Start of Data for review

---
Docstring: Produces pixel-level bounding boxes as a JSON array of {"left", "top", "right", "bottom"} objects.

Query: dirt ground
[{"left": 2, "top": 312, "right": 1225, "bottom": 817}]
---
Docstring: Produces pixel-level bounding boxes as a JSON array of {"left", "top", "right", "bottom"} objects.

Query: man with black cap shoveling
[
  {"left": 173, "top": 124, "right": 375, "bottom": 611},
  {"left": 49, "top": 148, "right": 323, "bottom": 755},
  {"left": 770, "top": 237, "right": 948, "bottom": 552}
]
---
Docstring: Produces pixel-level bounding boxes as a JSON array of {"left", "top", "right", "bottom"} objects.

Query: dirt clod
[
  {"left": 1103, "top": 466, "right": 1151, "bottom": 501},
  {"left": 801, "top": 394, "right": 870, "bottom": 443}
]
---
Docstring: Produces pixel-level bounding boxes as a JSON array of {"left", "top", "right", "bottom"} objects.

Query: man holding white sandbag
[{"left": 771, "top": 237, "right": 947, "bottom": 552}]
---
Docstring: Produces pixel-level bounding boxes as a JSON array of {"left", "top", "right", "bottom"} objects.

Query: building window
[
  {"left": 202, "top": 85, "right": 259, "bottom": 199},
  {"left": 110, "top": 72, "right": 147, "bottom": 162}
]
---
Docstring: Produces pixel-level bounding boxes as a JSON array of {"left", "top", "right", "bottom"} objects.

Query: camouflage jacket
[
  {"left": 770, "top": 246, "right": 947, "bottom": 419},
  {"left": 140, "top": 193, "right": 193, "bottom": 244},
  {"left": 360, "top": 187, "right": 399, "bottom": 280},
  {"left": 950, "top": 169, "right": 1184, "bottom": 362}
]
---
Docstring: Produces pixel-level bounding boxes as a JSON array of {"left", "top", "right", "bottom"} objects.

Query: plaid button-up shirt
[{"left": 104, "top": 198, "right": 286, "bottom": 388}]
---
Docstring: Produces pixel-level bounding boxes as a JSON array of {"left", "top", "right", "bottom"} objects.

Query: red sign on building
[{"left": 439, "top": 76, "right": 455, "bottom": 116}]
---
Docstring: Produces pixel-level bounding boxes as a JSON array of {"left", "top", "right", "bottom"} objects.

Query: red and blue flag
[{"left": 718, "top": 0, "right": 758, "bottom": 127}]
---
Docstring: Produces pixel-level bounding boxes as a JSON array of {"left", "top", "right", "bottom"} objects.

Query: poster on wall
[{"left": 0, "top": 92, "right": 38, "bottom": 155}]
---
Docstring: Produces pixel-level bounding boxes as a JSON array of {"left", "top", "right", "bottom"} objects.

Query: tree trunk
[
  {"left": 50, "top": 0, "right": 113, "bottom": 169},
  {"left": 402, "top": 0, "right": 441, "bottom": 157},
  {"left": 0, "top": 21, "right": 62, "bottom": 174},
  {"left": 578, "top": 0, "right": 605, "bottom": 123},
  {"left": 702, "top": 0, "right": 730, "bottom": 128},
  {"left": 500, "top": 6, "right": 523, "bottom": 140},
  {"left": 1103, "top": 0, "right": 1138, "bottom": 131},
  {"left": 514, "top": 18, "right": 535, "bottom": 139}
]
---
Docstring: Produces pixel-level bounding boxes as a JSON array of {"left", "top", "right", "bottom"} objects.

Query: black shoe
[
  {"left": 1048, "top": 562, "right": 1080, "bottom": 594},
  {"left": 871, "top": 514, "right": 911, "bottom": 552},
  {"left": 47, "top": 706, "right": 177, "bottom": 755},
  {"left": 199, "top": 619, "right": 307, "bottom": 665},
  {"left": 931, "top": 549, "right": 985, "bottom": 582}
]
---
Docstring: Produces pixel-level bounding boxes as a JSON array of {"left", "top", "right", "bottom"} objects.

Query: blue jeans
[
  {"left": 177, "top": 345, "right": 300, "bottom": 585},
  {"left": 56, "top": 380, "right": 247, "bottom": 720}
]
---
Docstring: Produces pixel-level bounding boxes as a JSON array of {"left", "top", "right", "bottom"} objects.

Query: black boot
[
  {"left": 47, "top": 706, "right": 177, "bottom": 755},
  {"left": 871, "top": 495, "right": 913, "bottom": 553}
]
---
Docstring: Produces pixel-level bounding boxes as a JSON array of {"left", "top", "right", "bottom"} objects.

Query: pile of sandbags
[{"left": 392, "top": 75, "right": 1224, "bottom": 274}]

End of Data for review

The problem
Line by line, restate the data exactly.

Response
---
Docstring: Produces pixel-level bounding boxes as a JSON array of {"left", "top", "right", "bottom"} objects.

Query: dirt ground
[{"left": 2, "top": 312, "right": 1225, "bottom": 817}]
---
Docstring: Produces pixel-level bounding boxes as a JSON array of {"left", "top", "right", "bottom"} objects.

Query: man with black cap shoveling
[
  {"left": 173, "top": 124, "right": 375, "bottom": 611},
  {"left": 49, "top": 148, "right": 323, "bottom": 755},
  {"left": 770, "top": 237, "right": 948, "bottom": 552}
]
---
Docstring: Produces pixel-level bounding boxes as a JSON array of {"left", "top", "right", "bottom"} objects.

Query: dirt clod
[
  {"left": 1103, "top": 466, "right": 1151, "bottom": 501},
  {"left": 801, "top": 394, "right": 870, "bottom": 443}
]
---
Docstring: Produces pixel-level bounding boxes as a JSON array of {"left", "top", "right", "bottom"} objects.

Query: man holding white sandbag
[{"left": 771, "top": 237, "right": 947, "bottom": 552}]
---
Docstring: Produces pixel-level bounding boxes as a JSON array of {"left", "top", "right", "bottom"} objects.

Query: building window
[
  {"left": 202, "top": 85, "right": 259, "bottom": 199},
  {"left": 110, "top": 72, "right": 147, "bottom": 162}
]
---
Docstring: Produces pixel-level bounding boxes as a JSON array of {"left", "top", "right", "bottom"} objects.

Query: camouflage jacket
[
  {"left": 770, "top": 246, "right": 947, "bottom": 419},
  {"left": 140, "top": 193, "right": 193, "bottom": 244},
  {"left": 360, "top": 187, "right": 399, "bottom": 280},
  {"left": 950, "top": 169, "right": 1184, "bottom": 362}
]
---
Docstring: Produces pixel-level bounding boxes as a JSON array of {"left", "top", "right", "bottom"} objects.

Query: plaid button-up shirt
[{"left": 104, "top": 198, "right": 286, "bottom": 388}]
---
Docstring: Produces pixel-level bounding boxes as a JSON array of {"left", "top", "right", "bottom"} objects.

Query: red sign on building
[{"left": 439, "top": 76, "right": 455, "bottom": 116}]
---
Docstring: Produces pixel-level bounding boxes as a JSON array of {"left", "top", "right", "bottom"} objects.

Query: red and blue flag
[{"left": 718, "top": 0, "right": 758, "bottom": 127}]
---
Docstring: Produces pixel-level bounding boxes as a JSON array of {"left", "top", "right", "bottom"} objects.

Query: poster on wall
[{"left": 0, "top": 92, "right": 38, "bottom": 155}]
---
Docstring: Produces pixel-level bounding boxes as a JSON array of {"left", "top", "right", "bottom"} objects.

Query: tree trunk
[
  {"left": 50, "top": 0, "right": 113, "bottom": 169},
  {"left": 402, "top": 0, "right": 441, "bottom": 157},
  {"left": 0, "top": 21, "right": 62, "bottom": 174},
  {"left": 578, "top": 0, "right": 605, "bottom": 123},
  {"left": 702, "top": 0, "right": 730, "bottom": 128},
  {"left": 500, "top": 6, "right": 523, "bottom": 140},
  {"left": 1103, "top": 0, "right": 1138, "bottom": 131},
  {"left": 514, "top": 18, "right": 535, "bottom": 139}
]
---
Docstring: Produces pixel-level bounding boxes as a JSON array of {"left", "top", "right", "bottom"} objects.

Query: black shoe
[
  {"left": 1048, "top": 562, "right": 1080, "bottom": 594},
  {"left": 871, "top": 514, "right": 911, "bottom": 552},
  {"left": 47, "top": 706, "right": 177, "bottom": 755},
  {"left": 199, "top": 619, "right": 307, "bottom": 665},
  {"left": 931, "top": 549, "right": 985, "bottom": 582}
]
---
Docstring: Produces pixel-level bounding boxes as a JSON array of {"left", "top", "right", "bottom"} objects.

Query: blue jeans
[
  {"left": 177, "top": 345, "right": 300, "bottom": 585},
  {"left": 56, "top": 380, "right": 247, "bottom": 720}
]
---
Docstring: Produces pixel-level bounding boxes as a JSON array of {"left", "top", "right", "bottom"} objects.

Query: black boot
[
  {"left": 47, "top": 706, "right": 177, "bottom": 755},
  {"left": 871, "top": 495, "right": 913, "bottom": 553}
]
---
Docstring: Produces pixel-level bounding boxes as a JSON array of {"left", "top", "right", "bottom"} objects.

Query: pile of sandbags
[{"left": 392, "top": 75, "right": 1224, "bottom": 274}]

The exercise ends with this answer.